The latest Mississippi update follows by a week an article in The Washington Post reporting that the Centers for Disease Control and Prevention in Atlanta say 2012's case rate "is on track to be the deadliest since the disease showed up in New York City in 1999, perhaps inside a stowaway mosquito on a transatlantic jetliner. There have been 2,636 officially reported cases nationally and 118 deaths ..."
None of Mississippi's new cases is in Northeast Mississippi counties, but the disease is no stranger to our area. The new cases were reported in Adams (2), Claiborne (1), Harrison (1), Hinds (5), Humphreys (1), Jackson (1), Jefferson Davis (1), Lamar (1), Lauderdale (1), Madison (5), Perry (1), Rankin (6), Sunflower (1), Warren (1) and Yazoo (1) counties, bringing the state total to 169 cases and four deaths, The Associated Press reported. In 2011, Mississippi had 52 WNV cases and five deaths.
The Post's story, reporting more broadly on many kinds of viruses, said, "We are swimming in a sea of viruses. A hundred times smaller than bacteria, these tiny things are little more than stripped-down packets of genetic material with some protein padding. By strict definition, they aren't even alive. But viruses are robust and promiscuous in their ability to invade organisms and hijack cellular machinery in order to replicate."

▶ EXERCISE INSTRUCTIONS
1. In the West Nile virus article, retype everything from "None of Mississippi's" down to "and five deaths.".
2. According to the West Nile virus article, how many West Nile virus cases and deaths did Mississippi have in 2011?
3. List every county that the West Nile virus article reports as having more than one new case.

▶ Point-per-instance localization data
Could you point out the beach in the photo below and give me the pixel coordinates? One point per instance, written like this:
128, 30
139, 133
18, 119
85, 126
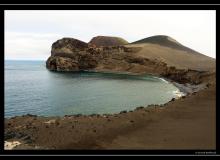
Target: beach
185, 123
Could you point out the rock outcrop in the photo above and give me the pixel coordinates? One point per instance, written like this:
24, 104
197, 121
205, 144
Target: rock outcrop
70, 54
103, 41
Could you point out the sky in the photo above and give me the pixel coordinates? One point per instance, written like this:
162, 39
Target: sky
29, 34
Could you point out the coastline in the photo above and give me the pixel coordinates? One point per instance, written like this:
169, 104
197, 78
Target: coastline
109, 130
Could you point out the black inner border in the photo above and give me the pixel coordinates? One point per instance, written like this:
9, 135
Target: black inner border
103, 152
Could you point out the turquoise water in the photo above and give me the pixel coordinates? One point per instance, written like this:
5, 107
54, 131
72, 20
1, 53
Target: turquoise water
31, 89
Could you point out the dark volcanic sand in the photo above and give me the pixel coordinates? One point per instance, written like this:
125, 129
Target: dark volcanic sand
186, 123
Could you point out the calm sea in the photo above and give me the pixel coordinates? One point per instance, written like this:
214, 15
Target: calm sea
31, 89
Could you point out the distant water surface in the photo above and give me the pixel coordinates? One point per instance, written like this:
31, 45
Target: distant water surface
31, 89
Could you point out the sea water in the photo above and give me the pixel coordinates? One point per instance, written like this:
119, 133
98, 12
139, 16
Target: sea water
32, 89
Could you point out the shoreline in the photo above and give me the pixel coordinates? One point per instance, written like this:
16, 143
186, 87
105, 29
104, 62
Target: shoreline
108, 131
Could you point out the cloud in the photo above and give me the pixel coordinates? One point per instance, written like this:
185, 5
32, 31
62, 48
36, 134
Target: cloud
32, 32
28, 45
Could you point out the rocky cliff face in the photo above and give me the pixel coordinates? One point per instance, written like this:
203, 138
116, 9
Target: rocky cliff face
70, 54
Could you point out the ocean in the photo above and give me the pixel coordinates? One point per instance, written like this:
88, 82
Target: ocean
32, 89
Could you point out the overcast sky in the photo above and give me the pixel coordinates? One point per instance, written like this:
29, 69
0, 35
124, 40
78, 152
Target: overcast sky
30, 34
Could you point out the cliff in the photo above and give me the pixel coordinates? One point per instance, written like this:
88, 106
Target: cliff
157, 55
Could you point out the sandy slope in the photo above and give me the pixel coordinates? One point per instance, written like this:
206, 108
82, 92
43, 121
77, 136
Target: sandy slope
174, 57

▶ SOLUTION LIST
1.
None of Mississippi's new cases is in Northeast Mississippi counties, but the disease is no stranger to our area. The new cases were reported in Adams (2), Claiborne (1), Harrison (1), Hinds (5), Humphreys (1), Jackson (1), Jefferson Davis (1), Lamar (1), Lauderdale (1), Madison (5), Perry (1), Rankin (6), Sunflower (1), Warren (1) and Yazoo (1) counties, bringing the state total to 169 cases and four deaths, The Associated Press reported. In 2011, Mississippi had 52 WNV cases and five deaths.

2. 52 cases and five deaths.

3. Adams, Hinds, Madison, Rankin